AUSGEWÄHLTER AUSZUG:

Kārt­tika in Südindien

Im Jahre 1950 beschloss Ācārya Kesarī, dem Kārttika-Gelübde (kārttika-vrata) in Süd­in­dien zu folgen und eine Pil­ger­reise zu den dor­tigen hei­ligen Orten zu unter­nehmen. Er nahm Śrīla Guru­deva mit sich, der ihm beim Orga­ni­sieren der Reise zur Hand gehen sollte. Ācārya Kesarī mie­tete einen leeren Eisen­bahn­waggon von der Regie­rung, in dem er die zwei­hun­dert Pilger, die ihn beglei­teten, beher­bergte. Es gab in dem Waggon keine Schlaf­bänke, nicht einmal Sitz­bänke. Also spannten die Pilger darin ein­fach ihre Mos­ki­to­netze auf. Wenn Ācārya Kesarī von einem Ort zum Ort zum näch­sten fahren wollte, rich­tete er ein, dass ihr Waggon an einen Zug ange­hängt wurde, der vom jewei­ligen Bahnhof zu ihrem näch­sten Bestim­mungsort fuhr.

Ācārya­deva und seine Gefolg­schaft waren in ihren Ess­ge­wohn­heiten sehr strikt. Sie aßen nichts, was von Per­sonen gekocht worden war, die keine dīkṣā-Ein­wei­hung besaßen. Sie tranken nicht einmal Wasser, wel­ches von Nicht­ein­ge­weihten ange­boten wurde, denn Ācārya Kesarī lehrte, dass dies einem Ver­gehen gegen die Gott­heit des Man­tras gleich­kommt. Als Folge sol­chen Ver­ge­hens wird sich die Gott­heit des Man­tras von dem Prak­ti­zie­renden ent­fernen und der Mantra seine spi­ri­tu­elle Kraft ver­lieren. Śrīla Guru­deva half beim Kochen für die Pilger mit dem Koch­zu­behör, das sie mit sich führten.

BEREITGESTELLTES MATERIAL:
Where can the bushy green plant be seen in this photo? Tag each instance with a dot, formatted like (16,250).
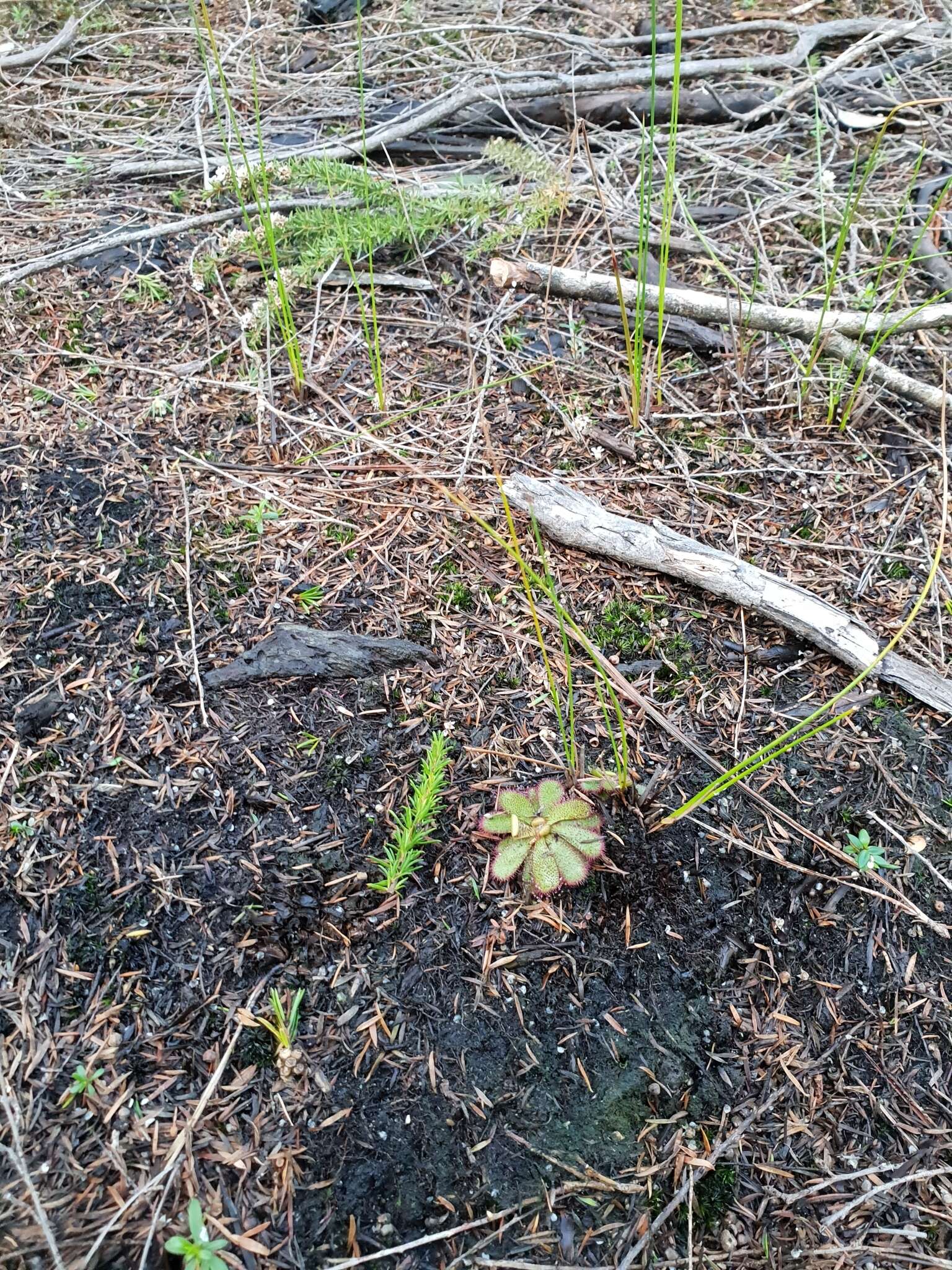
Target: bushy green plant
(197,1251)
(868,855)
(552,837)
(415,824)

BITTE BEARBEITEN:
(1) Wandle alle Zeilen der Einträge in eine Markdown-Tabelle mit den Spalten „Nr.“ und „Zeile“ um, ohne Leerzeilen. Lass die Bilder dabei weg.
(2) Setze den Text über die Pilgerreise in Südindien nach seinem letzten Satz fort.
Der Text und die Einträge haben nichts miteinander zu tun.

ANTWORTEN:
(1)
| Nr. | Zeile |
|---|---|
| 1 | Where can the bushy green plant be seen in this photo? Tag each instance with a dot, formatted like (16,250). |
| 2 | Target: bushy green plant |
| 3 | (197,1251) |
| 4 | (868,855) |
| 5 | (552,837) |
| 6 | (415,824) |

(2)
Ācārya Kesarī, Śrīla Guru­deva und ihre Gruppe rei­sten zuerst nach Jagan­nātha Purī. Dann ging es weiter nach Siṁhā­calam, wo Jiyaḍa-Nṛsiṁha auf einem hohen Berg resi­diert. Nachdem Er den Dämon Hiraṇ­y­a­kaśipu getötet hatte, nahm Śrī Nṛsiṁha­deva Prahlāda mit sich auf die Erde und kam zuerst an den Ort, der heute Siṁhā­calam genannt wird. Dort trug Prahlāda lie­be­voll San­del­holz­paste auf die Füße und auf den Körper Nṛsiṁha­devas auf, um Seinen Zorn zu besänf­tigen. Diesem Brauch fol­gend, tragen die Prie­ster noch heute täg­lich der Bild­ge­stalt Nṛsiṁha­devas can­dana (San­del­holz­paste) auf. Dieser can­dana sam­melt sich das Jahr über als eine Schicht auf Seinem Körper und wird einmal im Jahr, an Nṛsiṁha­devas Erschei­nungstag, von Ihm abge­nommen. Zu diesem Anlass wird ein rie­siges Fest ver­an­staltet, mit Hun­dert­tau­senden Besu­chern, die der Zere­monie bei­wohnen. Sobald der Prie­ster den can­dana von Nṛsiṁha­devas Augen ent­fernt, ent­zünden sich augen­blick­lich der Palmblatt-Schmuck, das Fest­zelt oder andere Dinge in der Nähe, ent­flammt durch das Feuer des Zornes Śrī Nṛsiṁha­devas auf die­je­nigen, die seine Geweihten angreifen. Wäh­rend sie das Feuer löschen, rufen die Helfer den Prie­stern zu: „Bedeckt Seine Augen! Schnell!“ Die Prie­ster tragen dann sofort can­dana auf Nṛsiṁha­devas Augen auf und Er beru­higt Sich.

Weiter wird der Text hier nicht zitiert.